**Dataset rows**
<<<<
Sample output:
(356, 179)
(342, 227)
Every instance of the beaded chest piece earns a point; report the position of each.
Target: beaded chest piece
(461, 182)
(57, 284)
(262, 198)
>>>>
<<<<
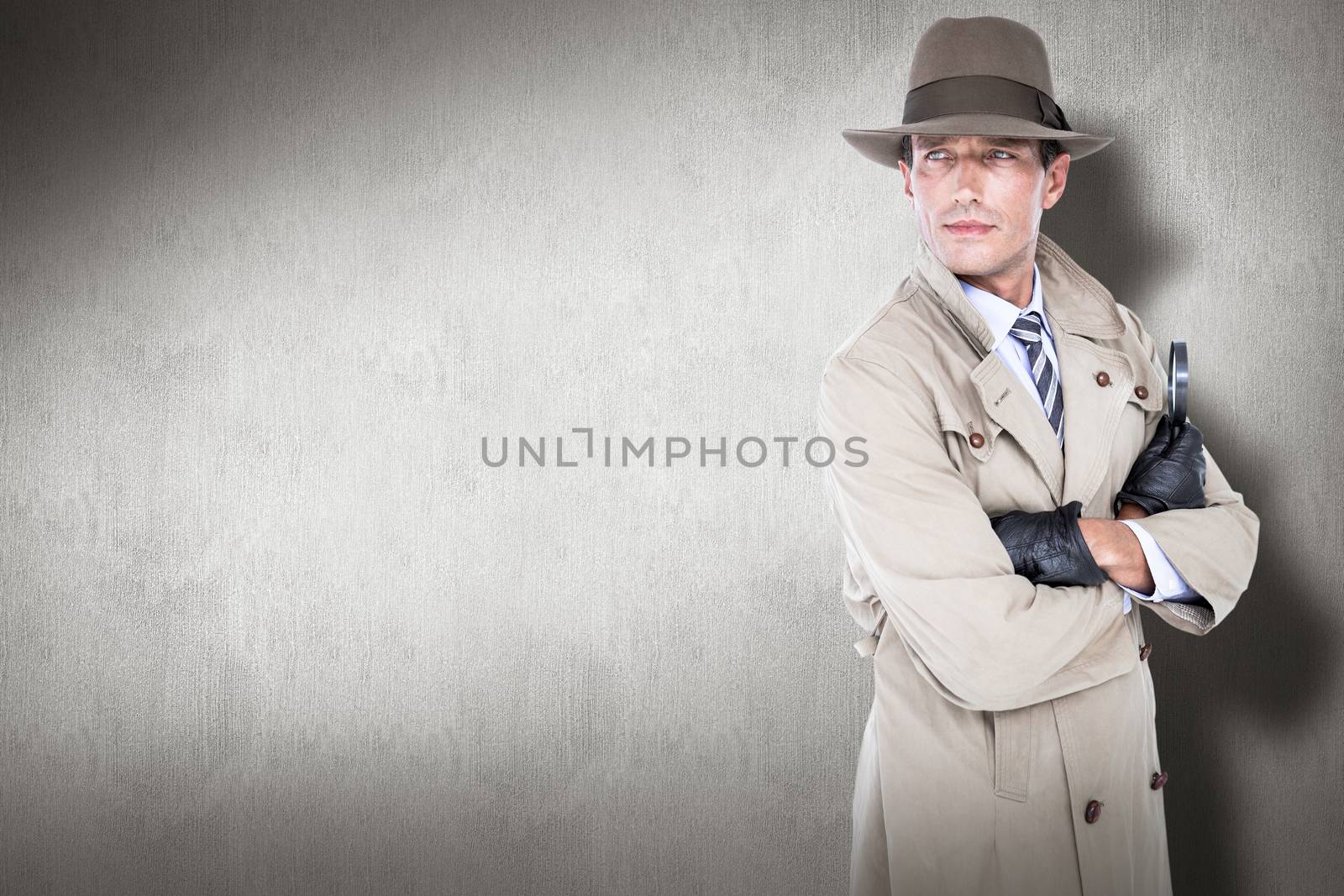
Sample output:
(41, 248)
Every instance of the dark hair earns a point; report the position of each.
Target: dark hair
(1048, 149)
>>>>
<<<<
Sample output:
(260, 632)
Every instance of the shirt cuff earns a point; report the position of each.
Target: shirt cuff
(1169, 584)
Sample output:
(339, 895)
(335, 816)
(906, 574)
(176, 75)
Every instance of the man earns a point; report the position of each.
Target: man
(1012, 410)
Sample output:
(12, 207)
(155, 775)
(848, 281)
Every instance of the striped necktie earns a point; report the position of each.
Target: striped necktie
>>>>
**Short problem**
Return every line of the items above that contains the string "necktie", treating uppercase and lowercase as different.

**Full output**
Every instance of the striped necktie earns a point; report the position of each.
Target: striped necktie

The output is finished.